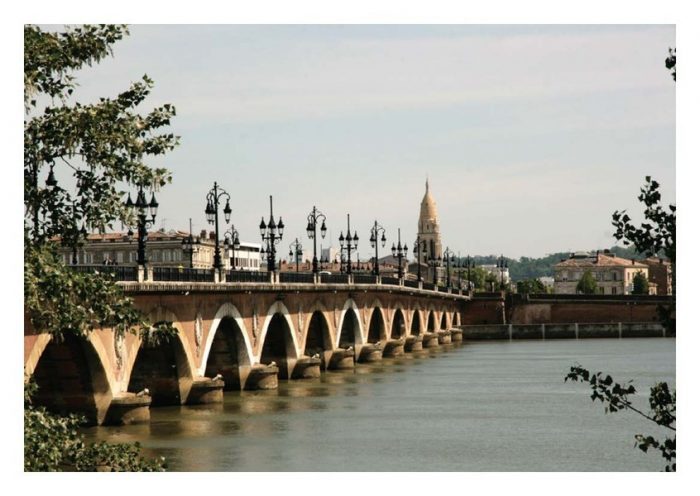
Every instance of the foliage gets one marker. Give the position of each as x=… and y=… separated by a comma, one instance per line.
x=615, y=397
x=671, y=62
x=587, y=284
x=103, y=148
x=657, y=233
x=531, y=286
x=640, y=284
x=53, y=443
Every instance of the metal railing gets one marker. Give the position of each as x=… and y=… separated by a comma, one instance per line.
x=247, y=276
x=296, y=277
x=120, y=272
x=364, y=279
x=334, y=278
x=182, y=274
x=394, y=281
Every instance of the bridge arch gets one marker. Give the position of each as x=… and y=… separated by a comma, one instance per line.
x=164, y=368
x=318, y=338
x=376, y=330
x=350, y=326
x=399, y=327
x=71, y=376
x=278, y=340
x=417, y=327
x=227, y=350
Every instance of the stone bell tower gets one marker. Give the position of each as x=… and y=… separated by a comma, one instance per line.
x=429, y=227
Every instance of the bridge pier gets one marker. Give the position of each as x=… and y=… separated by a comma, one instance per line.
x=430, y=340
x=307, y=368
x=342, y=359
x=128, y=408
x=205, y=391
x=444, y=337
x=394, y=348
x=457, y=335
x=370, y=353
x=413, y=343
x=262, y=377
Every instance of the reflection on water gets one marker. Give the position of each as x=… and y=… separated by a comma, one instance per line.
x=474, y=406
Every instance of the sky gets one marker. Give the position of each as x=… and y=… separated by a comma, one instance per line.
x=531, y=136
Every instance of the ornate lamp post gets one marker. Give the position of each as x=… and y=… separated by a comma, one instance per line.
x=502, y=265
x=449, y=258
x=190, y=245
x=350, y=245
x=400, y=253
x=231, y=244
x=419, y=245
x=374, y=240
x=142, y=209
x=470, y=266
x=312, y=221
x=435, y=263
x=212, y=211
x=297, y=252
x=271, y=234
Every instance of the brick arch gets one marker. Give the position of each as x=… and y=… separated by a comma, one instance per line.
x=182, y=353
x=416, y=311
x=319, y=307
x=226, y=310
x=399, y=309
x=86, y=387
x=278, y=307
x=350, y=305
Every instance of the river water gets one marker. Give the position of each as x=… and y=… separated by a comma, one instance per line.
x=478, y=406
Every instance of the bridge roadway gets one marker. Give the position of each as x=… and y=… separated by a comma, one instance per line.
x=234, y=336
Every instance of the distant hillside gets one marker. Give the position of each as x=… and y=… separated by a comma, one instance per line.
x=530, y=268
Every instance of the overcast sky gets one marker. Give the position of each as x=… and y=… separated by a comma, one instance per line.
x=531, y=136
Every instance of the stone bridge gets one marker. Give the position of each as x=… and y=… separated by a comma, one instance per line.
x=233, y=336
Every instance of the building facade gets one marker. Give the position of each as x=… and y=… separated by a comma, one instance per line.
x=613, y=275
x=163, y=249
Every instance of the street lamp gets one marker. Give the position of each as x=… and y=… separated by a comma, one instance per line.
x=312, y=220
x=350, y=245
x=419, y=244
x=435, y=263
x=142, y=209
x=448, y=257
x=297, y=252
x=400, y=253
x=271, y=234
x=470, y=265
x=502, y=265
x=231, y=244
x=190, y=245
x=212, y=212
x=374, y=240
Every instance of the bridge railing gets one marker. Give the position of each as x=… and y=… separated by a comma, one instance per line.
x=247, y=276
x=334, y=278
x=296, y=277
x=394, y=281
x=182, y=274
x=119, y=272
x=364, y=279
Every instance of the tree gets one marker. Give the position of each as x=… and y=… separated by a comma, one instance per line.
x=104, y=146
x=640, y=283
x=615, y=397
x=587, y=284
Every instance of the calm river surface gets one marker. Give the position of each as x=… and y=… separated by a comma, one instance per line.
x=484, y=406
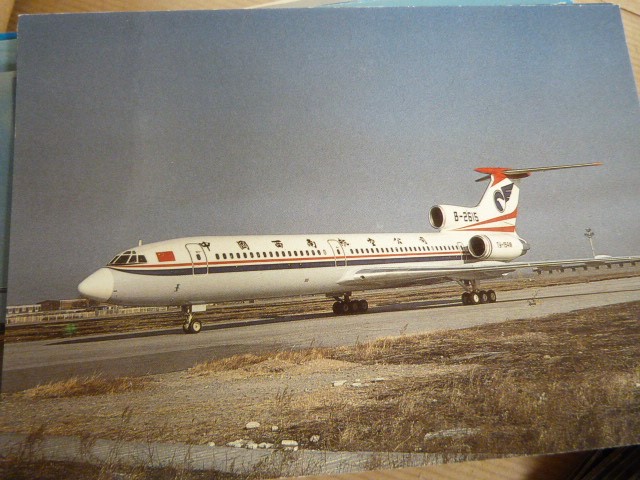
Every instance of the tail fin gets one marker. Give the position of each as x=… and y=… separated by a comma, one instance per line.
x=498, y=207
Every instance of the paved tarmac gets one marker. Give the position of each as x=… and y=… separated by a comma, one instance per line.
x=275, y=461
x=128, y=354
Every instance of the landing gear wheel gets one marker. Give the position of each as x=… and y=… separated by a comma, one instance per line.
x=340, y=308
x=363, y=306
x=465, y=298
x=484, y=298
x=195, y=326
x=354, y=307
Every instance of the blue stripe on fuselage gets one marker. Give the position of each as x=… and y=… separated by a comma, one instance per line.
x=259, y=266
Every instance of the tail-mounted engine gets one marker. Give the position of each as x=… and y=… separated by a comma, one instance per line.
x=448, y=217
x=497, y=247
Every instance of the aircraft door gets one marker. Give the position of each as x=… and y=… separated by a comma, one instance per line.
x=199, y=260
x=339, y=254
x=463, y=250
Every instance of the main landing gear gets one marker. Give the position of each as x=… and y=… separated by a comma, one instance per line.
x=473, y=296
x=191, y=325
x=347, y=306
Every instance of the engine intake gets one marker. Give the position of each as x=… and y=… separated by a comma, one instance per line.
x=496, y=247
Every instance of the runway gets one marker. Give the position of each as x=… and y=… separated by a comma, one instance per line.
x=31, y=363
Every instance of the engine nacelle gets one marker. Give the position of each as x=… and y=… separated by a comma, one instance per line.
x=448, y=217
x=497, y=247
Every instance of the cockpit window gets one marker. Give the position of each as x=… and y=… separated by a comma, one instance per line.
x=129, y=257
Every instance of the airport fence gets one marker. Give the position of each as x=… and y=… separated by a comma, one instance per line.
x=61, y=316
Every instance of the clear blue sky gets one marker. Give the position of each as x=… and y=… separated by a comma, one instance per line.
x=154, y=126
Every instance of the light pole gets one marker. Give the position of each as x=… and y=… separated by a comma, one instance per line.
x=590, y=234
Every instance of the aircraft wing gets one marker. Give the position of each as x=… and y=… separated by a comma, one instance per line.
x=403, y=276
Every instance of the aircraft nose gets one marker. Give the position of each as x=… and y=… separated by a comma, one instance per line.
x=97, y=286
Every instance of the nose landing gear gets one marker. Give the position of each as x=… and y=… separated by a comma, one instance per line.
x=191, y=325
x=347, y=306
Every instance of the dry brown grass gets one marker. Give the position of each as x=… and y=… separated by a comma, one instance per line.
x=561, y=383
x=244, y=361
x=86, y=386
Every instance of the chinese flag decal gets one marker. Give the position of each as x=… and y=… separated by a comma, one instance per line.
x=166, y=256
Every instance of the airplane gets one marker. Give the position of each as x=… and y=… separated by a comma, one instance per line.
x=472, y=244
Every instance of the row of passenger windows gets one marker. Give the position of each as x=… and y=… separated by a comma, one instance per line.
x=404, y=249
x=313, y=253
x=276, y=254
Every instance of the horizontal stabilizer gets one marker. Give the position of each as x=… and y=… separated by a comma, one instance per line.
x=525, y=172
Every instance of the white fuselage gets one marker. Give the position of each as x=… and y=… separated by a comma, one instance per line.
x=200, y=270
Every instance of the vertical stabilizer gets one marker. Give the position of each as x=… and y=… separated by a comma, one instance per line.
x=498, y=207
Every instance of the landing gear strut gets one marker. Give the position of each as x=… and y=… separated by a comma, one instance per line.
x=473, y=296
x=347, y=306
x=191, y=325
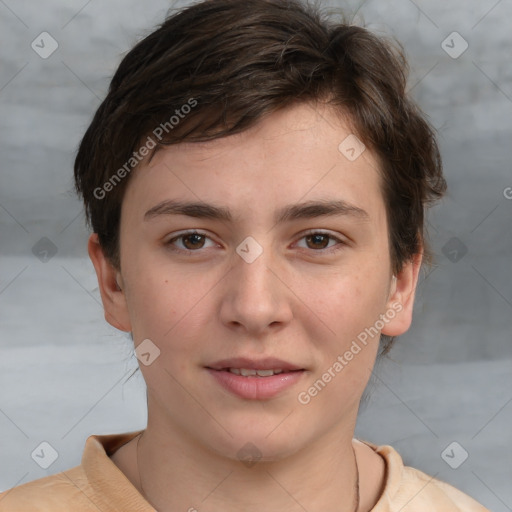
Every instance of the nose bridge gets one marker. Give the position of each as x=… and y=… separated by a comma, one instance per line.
x=254, y=297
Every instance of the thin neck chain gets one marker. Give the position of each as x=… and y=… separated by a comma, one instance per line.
x=357, y=497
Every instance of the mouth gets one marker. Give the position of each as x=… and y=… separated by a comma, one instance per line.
x=250, y=372
x=252, y=379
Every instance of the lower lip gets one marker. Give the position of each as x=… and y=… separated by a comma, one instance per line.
x=253, y=387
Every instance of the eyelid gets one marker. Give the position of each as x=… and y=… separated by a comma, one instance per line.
x=181, y=234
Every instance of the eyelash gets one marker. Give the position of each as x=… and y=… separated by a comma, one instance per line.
x=330, y=250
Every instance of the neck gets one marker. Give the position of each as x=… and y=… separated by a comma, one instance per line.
x=172, y=476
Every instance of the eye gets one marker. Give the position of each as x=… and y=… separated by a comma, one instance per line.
x=191, y=240
x=319, y=241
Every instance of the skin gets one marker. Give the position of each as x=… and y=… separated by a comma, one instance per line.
x=297, y=301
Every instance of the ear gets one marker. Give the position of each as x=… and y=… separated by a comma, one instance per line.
x=401, y=297
x=111, y=287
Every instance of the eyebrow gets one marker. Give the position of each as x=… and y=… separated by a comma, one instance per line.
x=306, y=210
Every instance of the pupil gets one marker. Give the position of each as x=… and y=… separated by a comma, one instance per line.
x=195, y=237
x=317, y=237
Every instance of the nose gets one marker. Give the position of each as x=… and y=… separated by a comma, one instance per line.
x=256, y=296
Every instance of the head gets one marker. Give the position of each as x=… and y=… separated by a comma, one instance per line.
x=248, y=107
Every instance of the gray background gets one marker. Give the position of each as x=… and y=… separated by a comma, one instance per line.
x=64, y=370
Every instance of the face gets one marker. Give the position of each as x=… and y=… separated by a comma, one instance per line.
x=259, y=272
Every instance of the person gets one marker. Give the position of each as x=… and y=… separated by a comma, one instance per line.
x=256, y=180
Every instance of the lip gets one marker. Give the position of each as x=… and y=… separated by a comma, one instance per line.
x=255, y=387
x=268, y=363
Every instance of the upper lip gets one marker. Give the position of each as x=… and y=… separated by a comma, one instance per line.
x=268, y=363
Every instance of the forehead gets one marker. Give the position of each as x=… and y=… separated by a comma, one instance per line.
x=298, y=154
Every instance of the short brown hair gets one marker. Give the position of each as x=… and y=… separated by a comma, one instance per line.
x=233, y=62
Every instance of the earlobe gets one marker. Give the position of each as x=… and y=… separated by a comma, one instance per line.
x=110, y=285
x=401, y=298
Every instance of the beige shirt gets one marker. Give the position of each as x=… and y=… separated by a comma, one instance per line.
x=98, y=485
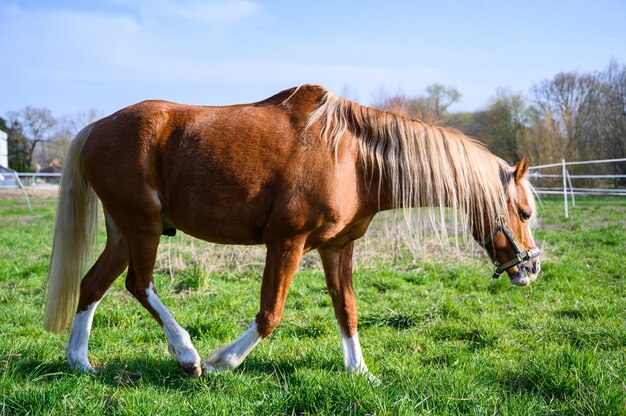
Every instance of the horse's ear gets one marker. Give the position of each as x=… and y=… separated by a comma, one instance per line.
x=521, y=168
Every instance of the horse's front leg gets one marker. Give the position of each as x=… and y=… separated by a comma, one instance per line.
x=337, y=264
x=281, y=263
x=139, y=283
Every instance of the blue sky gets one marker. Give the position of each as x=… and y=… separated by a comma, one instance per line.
x=72, y=56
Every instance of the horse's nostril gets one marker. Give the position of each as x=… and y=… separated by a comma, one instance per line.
x=535, y=267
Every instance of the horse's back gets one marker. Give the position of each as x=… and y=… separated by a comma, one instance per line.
x=218, y=173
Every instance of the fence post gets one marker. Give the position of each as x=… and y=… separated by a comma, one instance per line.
x=565, y=188
x=571, y=189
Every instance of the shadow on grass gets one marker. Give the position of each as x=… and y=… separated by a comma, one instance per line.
x=163, y=371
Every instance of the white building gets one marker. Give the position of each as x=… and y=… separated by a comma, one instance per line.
x=4, y=149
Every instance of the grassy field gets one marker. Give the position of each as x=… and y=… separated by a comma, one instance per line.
x=441, y=335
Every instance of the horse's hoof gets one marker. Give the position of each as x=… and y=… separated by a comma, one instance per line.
x=192, y=370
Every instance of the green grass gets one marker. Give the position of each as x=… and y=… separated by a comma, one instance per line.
x=442, y=336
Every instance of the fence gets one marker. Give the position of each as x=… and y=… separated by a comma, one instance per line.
x=51, y=180
x=566, y=180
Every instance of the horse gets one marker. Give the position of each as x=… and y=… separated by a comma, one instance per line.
x=302, y=170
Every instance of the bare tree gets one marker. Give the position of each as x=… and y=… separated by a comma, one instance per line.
x=36, y=124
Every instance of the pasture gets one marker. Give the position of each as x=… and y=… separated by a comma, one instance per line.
x=441, y=335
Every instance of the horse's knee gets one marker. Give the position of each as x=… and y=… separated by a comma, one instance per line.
x=266, y=323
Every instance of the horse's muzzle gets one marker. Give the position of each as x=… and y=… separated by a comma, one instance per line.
x=526, y=275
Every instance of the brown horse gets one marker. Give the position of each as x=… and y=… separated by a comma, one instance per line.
x=302, y=170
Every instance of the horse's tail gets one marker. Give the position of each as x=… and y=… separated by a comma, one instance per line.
x=74, y=233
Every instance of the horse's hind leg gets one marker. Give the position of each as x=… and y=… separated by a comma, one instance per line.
x=282, y=261
x=337, y=264
x=94, y=285
x=143, y=246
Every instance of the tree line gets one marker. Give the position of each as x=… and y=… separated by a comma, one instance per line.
x=575, y=116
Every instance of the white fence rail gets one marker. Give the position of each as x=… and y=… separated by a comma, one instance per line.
x=567, y=187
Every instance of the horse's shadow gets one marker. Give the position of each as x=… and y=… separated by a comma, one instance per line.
x=164, y=371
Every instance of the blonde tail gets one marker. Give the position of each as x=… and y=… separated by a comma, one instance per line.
x=74, y=233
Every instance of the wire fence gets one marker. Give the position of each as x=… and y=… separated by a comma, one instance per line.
x=605, y=183
x=557, y=181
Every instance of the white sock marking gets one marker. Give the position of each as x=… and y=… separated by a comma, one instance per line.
x=78, y=343
x=353, y=357
x=233, y=354
x=180, y=346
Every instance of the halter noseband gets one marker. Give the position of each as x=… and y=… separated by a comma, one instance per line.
x=522, y=257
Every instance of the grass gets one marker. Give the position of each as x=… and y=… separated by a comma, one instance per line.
x=441, y=335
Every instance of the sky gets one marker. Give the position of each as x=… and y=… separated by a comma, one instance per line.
x=73, y=56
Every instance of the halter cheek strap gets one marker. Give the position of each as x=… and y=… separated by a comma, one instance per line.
x=522, y=257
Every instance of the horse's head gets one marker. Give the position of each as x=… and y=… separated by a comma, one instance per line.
x=509, y=241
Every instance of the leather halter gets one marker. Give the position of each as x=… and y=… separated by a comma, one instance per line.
x=522, y=257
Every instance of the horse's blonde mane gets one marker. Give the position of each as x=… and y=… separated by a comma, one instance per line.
x=422, y=165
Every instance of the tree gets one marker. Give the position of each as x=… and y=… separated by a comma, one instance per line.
x=432, y=107
x=53, y=150
x=36, y=125
x=439, y=98
x=505, y=124
x=18, y=146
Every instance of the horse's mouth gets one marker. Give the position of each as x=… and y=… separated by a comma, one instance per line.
x=522, y=278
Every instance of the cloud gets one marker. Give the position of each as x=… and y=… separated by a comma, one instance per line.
x=220, y=13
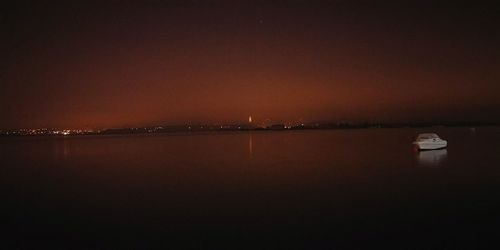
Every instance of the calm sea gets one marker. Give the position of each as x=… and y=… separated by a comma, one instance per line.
x=286, y=189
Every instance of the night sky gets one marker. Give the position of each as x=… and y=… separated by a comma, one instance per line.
x=135, y=63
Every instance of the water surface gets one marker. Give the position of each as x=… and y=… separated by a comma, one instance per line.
x=321, y=188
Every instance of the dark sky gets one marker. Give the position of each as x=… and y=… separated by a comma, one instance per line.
x=132, y=63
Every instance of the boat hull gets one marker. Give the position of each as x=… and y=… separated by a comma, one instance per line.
x=431, y=145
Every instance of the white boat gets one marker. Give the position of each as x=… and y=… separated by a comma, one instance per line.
x=429, y=141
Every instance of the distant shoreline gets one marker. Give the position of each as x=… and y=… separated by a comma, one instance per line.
x=229, y=128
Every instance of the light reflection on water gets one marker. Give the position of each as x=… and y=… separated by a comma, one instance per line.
x=432, y=158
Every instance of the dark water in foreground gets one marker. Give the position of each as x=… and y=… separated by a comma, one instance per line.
x=300, y=189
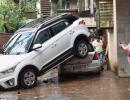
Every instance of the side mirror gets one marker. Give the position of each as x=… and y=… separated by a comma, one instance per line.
x=37, y=46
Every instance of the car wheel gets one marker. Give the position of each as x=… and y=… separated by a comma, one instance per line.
x=81, y=49
x=28, y=78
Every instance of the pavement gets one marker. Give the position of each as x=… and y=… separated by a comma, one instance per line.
x=90, y=86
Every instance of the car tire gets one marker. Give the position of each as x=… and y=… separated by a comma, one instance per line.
x=28, y=78
x=81, y=49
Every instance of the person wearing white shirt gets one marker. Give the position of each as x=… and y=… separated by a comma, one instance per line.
x=97, y=44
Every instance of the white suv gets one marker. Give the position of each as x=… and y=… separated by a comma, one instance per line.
x=36, y=48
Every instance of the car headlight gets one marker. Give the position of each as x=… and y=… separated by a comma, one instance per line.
x=7, y=72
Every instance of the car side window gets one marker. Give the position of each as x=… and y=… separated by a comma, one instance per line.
x=58, y=27
x=42, y=37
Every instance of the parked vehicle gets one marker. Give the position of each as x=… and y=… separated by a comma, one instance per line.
x=35, y=49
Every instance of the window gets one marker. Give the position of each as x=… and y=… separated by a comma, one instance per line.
x=67, y=4
x=58, y=27
x=42, y=37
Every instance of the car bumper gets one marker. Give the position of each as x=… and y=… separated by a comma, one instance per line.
x=8, y=82
x=94, y=66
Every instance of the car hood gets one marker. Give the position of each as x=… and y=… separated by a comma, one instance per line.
x=9, y=61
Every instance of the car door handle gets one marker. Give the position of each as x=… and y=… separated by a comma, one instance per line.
x=53, y=45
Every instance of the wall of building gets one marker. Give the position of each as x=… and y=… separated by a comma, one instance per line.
x=122, y=34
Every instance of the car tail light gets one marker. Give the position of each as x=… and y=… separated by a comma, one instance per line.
x=82, y=22
x=95, y=57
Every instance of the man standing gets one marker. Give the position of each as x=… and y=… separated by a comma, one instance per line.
x=97, y=44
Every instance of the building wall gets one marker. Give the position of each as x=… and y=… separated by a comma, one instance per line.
x=122, y=34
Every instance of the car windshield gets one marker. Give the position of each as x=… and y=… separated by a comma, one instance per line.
x=18, y=44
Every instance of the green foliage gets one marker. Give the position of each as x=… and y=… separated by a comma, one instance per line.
x=12, y=14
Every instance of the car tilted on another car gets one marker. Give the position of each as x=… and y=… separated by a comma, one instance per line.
x=35, y=49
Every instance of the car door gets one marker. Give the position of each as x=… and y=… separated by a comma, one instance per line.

══════════════════════════════

EXERCISE: Output, unchanged, the lines from the line with "Every instance of the car windshield" through the final line of the material.

FULL SOLUTION:
Every instance of the car windshield gets one marker. Give the position of each as x=… and y=… separated by a comma, one instance per line.
x=18, y=44
Every instance of the green foliage gets one marker. Give the position of each as x=… and y=… separated by a comma, one instance per line.
x=12, y=14
Every instance of the car tilted on another car gets one marker. Give the position of each as x=… and y=… separated by a comma, one instance per line.
x=35, y=49
Every instance of the car door gets one marker. Give the position of each as x=… and y=… separated by a comma, one instance per line.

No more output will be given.